• Given data
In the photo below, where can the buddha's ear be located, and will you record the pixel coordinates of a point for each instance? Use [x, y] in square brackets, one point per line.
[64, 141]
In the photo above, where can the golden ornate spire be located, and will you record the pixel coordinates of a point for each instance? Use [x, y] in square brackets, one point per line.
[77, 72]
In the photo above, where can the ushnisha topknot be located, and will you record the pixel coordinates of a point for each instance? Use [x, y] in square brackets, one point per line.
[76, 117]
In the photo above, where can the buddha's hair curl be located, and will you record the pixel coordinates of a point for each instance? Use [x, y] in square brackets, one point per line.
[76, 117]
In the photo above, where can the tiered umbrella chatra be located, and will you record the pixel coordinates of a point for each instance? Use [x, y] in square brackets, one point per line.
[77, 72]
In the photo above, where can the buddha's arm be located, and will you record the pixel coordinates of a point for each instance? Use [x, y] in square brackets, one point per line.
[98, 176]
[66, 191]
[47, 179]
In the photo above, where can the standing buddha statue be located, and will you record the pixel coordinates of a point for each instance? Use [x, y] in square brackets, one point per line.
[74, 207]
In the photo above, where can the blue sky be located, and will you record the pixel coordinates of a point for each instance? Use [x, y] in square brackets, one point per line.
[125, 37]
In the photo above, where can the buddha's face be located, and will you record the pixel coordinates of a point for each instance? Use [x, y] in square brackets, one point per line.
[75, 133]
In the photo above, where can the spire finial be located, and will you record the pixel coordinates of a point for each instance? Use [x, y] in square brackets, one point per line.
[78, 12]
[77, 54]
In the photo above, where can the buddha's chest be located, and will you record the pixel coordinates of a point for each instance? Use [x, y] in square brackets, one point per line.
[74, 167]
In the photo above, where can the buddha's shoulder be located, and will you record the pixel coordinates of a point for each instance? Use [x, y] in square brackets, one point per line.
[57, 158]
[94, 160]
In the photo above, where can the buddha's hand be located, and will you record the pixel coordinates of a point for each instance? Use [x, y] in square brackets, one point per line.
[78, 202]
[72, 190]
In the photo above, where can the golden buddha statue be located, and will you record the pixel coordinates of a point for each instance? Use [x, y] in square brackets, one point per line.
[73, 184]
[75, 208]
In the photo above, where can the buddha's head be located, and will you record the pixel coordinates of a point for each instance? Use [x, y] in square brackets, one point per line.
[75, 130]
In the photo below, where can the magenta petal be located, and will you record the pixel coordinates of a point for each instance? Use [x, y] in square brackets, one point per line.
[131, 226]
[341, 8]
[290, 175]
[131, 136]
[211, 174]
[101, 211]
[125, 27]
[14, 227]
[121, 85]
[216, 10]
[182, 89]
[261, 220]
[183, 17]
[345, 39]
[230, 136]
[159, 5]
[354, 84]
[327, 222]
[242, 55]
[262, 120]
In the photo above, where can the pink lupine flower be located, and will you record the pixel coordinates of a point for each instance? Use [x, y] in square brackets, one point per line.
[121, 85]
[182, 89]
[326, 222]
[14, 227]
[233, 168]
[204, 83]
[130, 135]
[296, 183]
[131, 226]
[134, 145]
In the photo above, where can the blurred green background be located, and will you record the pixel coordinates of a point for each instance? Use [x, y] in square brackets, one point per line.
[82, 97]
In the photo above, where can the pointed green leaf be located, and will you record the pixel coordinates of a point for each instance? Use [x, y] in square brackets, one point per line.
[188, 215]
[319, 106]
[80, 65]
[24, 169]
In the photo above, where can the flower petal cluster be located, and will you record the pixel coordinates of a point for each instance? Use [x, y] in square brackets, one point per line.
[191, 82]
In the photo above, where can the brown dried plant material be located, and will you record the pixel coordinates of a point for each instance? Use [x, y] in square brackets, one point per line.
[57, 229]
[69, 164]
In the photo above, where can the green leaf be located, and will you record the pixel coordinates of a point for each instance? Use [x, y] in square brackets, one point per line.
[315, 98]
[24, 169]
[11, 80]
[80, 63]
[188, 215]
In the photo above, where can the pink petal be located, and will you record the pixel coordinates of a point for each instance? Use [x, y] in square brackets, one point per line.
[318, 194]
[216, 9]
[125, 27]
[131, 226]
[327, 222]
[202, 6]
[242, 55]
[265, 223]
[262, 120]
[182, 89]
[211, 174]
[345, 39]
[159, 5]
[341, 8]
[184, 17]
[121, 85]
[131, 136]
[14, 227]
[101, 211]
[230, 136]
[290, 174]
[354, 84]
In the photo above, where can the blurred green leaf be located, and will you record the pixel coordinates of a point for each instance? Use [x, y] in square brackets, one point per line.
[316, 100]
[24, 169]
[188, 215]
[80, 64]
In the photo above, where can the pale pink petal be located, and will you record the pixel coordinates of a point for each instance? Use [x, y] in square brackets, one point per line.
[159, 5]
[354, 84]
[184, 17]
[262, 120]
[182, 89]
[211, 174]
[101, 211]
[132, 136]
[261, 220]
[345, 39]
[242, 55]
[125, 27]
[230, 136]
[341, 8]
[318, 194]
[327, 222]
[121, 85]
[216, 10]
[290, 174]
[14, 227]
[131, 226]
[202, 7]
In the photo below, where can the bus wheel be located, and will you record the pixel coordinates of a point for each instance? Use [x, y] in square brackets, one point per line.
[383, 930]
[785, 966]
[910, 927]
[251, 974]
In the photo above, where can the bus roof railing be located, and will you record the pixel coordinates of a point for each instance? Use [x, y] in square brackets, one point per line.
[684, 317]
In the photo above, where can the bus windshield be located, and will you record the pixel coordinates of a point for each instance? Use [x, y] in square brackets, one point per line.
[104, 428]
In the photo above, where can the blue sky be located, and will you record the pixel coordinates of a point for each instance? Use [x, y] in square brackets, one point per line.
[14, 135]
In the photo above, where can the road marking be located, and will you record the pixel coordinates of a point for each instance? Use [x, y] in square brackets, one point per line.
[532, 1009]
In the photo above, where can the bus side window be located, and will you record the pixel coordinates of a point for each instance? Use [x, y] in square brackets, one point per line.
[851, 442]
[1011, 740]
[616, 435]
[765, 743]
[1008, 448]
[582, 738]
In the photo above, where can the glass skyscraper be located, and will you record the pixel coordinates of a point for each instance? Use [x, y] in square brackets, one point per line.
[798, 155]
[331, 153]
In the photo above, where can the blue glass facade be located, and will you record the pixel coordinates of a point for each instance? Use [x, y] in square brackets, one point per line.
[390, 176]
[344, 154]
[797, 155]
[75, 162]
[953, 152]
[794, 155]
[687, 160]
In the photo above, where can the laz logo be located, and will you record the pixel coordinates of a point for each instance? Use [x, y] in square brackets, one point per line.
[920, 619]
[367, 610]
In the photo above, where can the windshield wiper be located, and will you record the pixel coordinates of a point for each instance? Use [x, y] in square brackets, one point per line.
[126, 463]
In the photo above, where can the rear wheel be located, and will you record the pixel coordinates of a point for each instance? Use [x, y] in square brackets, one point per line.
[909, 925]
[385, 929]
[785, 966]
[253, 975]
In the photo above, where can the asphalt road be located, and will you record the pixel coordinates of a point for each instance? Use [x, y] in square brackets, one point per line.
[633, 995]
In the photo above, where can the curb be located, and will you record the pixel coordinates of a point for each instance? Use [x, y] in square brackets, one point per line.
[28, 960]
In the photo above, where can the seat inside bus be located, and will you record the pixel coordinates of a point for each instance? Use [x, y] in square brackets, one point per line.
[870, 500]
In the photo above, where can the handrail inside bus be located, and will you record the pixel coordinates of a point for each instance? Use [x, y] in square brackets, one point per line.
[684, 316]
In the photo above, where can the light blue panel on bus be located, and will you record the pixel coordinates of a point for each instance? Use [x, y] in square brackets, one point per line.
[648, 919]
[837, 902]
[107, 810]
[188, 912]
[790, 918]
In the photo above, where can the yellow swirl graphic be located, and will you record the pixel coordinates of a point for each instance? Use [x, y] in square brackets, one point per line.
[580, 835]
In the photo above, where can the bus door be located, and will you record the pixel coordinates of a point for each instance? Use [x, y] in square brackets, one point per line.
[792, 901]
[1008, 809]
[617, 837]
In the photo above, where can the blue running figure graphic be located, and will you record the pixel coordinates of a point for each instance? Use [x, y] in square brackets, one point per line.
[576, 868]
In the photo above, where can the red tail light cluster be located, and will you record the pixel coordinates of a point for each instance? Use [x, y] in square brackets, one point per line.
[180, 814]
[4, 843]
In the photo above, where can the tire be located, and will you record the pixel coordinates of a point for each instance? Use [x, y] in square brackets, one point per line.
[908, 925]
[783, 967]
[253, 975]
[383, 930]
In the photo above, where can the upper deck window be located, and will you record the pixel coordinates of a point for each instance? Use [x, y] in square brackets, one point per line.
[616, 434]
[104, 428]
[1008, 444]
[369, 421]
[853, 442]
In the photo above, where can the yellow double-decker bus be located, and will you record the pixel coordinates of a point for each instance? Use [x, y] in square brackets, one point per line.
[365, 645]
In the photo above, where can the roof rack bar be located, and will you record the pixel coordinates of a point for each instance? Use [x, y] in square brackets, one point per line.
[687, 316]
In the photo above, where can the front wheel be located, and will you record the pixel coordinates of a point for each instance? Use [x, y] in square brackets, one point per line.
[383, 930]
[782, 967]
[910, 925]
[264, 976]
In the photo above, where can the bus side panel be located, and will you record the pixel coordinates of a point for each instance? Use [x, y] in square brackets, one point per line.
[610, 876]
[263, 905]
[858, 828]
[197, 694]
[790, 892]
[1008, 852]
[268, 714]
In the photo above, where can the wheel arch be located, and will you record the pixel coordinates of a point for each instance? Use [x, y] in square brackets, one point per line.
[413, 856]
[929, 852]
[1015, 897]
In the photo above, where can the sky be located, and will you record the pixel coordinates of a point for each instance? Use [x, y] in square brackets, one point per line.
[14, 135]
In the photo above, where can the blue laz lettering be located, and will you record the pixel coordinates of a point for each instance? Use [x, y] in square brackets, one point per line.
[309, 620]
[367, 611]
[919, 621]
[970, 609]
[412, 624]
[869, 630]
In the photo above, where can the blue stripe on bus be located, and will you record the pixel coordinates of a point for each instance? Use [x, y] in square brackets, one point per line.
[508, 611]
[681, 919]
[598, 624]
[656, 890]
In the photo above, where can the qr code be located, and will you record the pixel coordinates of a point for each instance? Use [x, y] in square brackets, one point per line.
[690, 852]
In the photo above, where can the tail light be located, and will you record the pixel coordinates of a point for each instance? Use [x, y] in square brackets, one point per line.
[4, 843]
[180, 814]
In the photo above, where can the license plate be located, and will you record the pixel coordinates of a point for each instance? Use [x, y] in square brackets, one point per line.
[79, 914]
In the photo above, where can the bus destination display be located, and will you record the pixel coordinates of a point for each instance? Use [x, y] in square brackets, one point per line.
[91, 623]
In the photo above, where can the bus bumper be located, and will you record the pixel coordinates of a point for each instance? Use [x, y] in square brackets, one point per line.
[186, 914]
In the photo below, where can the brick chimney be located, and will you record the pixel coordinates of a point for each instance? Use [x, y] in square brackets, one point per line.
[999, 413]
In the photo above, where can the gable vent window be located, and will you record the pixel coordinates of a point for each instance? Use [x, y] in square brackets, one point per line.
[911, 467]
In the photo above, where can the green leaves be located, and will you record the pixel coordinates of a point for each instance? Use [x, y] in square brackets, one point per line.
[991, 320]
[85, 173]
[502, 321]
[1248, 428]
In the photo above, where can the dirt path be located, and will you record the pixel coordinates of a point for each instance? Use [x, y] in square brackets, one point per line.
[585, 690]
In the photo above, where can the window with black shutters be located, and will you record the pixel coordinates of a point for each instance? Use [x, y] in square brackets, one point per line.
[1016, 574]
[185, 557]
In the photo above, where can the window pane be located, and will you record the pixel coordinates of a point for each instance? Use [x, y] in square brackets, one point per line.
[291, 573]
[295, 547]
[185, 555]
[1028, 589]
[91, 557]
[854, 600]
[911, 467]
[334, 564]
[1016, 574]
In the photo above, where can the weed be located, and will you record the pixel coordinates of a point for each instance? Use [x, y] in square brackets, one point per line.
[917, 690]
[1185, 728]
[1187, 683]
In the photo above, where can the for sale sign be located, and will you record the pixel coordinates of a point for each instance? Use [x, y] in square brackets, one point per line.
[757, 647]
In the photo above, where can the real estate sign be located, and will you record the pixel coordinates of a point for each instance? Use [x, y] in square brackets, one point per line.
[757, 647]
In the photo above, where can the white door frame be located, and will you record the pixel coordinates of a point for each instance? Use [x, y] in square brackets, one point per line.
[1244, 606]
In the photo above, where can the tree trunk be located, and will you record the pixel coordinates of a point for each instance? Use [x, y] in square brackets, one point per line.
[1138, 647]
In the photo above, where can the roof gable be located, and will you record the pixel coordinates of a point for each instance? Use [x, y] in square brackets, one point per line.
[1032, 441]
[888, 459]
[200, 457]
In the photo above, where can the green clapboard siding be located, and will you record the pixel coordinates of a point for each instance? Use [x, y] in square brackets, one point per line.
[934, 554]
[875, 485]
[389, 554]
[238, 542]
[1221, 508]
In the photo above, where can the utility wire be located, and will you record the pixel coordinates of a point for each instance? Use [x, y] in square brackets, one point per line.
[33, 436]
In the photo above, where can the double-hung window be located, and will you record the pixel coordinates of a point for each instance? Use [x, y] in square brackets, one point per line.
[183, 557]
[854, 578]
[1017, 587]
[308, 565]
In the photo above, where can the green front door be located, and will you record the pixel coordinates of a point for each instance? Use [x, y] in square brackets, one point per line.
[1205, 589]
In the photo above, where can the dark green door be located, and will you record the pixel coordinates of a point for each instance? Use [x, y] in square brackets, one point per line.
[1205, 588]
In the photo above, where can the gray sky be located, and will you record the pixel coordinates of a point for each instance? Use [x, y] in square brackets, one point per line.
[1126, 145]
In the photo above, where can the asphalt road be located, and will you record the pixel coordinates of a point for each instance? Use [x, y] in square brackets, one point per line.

• What is being asked
Retype exactly, please, each line from the line that contains "In the photo above, where can the double-hung" through the last line of the entries above, with nothing added.

• Response to this exercise
In the photo above, where can the double-hung window be located, and will you record the pixel coordinates of a point for each instance? Use [x, y] in square brackets, one point per line.
[183, 557]
[854, 578]
[1017, 587]
[308, 565]
In the photo above, where can the green front door be located, and will you record the pixel coordinates of a point for each instance? Use [x, y] in square brackets, one point per line.
[1205, 589]
In the photo above, where can the dark green door be located, and will you record the pixel coordinates of a point for each instance? Use [x, y] in square brackets, one point per line.
[1205, 588]
In the photo above, where can the gray sky be located, and will you record the pixel coordinates of a point for each instance? Use [x, y] in square brackets, one point per line.
[1126, 145]
In the photo above, where can the asphalt road be located, and will you record the pixel coordinates of a point for each instance? Use [x, y] in square brackets, one point per line.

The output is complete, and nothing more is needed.